_Material supplied_
↓
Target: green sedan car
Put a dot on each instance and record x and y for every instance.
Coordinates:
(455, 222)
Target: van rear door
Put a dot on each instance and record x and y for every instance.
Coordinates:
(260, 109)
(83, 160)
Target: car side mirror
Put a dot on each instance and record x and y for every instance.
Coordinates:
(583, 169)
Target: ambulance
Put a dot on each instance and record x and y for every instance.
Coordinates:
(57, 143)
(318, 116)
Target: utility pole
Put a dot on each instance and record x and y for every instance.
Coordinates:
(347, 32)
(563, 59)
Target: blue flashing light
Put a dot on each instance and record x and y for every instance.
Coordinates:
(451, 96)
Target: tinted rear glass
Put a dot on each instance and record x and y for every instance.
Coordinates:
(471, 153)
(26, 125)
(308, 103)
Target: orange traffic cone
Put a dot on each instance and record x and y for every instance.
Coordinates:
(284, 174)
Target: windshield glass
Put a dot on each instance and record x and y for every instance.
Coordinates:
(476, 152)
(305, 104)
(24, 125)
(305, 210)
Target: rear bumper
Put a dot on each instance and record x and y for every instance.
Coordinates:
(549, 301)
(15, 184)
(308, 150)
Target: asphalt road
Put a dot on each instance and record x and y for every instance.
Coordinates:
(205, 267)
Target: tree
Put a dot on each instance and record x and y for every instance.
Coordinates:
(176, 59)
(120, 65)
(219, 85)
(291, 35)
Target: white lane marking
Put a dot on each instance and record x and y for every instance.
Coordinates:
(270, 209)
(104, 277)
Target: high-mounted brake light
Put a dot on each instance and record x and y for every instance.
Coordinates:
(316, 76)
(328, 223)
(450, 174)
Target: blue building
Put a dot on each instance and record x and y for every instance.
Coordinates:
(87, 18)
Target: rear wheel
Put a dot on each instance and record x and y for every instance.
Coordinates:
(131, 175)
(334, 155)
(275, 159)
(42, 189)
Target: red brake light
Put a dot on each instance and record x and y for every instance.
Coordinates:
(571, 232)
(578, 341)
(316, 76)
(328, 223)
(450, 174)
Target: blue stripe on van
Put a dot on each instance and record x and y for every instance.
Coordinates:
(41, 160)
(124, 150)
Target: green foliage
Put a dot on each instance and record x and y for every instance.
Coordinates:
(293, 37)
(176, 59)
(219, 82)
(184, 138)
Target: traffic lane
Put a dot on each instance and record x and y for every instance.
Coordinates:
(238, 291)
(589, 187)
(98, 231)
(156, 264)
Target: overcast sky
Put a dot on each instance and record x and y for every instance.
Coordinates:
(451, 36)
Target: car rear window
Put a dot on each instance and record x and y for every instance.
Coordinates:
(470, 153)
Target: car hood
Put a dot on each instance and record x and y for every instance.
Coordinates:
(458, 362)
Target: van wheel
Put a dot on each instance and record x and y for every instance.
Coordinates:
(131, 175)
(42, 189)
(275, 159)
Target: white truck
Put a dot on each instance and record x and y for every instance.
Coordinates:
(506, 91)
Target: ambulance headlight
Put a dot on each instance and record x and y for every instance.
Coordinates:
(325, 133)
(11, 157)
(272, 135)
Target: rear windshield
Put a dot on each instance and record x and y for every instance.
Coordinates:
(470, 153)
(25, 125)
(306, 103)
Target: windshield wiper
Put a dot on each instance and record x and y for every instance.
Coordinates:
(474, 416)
↑
↓
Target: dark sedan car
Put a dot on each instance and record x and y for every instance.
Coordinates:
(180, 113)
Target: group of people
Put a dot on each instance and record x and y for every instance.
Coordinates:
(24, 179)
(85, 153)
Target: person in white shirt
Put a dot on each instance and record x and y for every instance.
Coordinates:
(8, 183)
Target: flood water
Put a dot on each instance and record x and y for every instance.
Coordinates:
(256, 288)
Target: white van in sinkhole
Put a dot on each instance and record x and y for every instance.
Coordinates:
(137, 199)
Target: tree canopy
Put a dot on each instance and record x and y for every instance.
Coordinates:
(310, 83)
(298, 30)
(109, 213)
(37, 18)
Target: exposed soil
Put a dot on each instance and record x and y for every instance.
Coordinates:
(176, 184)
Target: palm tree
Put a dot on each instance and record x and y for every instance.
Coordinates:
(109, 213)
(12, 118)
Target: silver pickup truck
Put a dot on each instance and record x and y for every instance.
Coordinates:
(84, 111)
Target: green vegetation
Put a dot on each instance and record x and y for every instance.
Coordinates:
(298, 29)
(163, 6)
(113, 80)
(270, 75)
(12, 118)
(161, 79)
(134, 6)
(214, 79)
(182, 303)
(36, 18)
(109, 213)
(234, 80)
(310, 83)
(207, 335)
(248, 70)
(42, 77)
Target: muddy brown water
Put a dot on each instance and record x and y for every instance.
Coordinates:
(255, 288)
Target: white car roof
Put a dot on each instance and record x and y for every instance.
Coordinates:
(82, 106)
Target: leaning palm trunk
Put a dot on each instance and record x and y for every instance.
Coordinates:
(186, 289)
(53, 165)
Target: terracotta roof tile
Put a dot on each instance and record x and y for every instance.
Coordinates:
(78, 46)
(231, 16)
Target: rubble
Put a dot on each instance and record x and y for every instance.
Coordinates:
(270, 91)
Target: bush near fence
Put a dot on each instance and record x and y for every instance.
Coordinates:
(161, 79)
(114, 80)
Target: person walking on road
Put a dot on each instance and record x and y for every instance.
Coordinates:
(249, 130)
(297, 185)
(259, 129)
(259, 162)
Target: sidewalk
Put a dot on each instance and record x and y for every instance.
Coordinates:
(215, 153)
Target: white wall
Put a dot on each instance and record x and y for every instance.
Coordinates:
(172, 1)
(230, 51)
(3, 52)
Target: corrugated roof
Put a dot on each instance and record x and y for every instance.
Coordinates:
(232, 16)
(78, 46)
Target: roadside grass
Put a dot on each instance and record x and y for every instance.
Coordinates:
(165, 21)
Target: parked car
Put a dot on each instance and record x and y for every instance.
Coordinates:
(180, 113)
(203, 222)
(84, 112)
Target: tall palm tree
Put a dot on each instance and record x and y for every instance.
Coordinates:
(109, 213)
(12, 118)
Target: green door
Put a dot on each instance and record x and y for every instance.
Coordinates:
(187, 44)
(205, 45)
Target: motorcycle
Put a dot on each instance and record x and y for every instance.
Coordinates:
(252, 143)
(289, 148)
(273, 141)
↑
_Directive_
Gather every line of the records above that contains the word "water".

_Correct result_
Target: flood water
Target: muddy brown water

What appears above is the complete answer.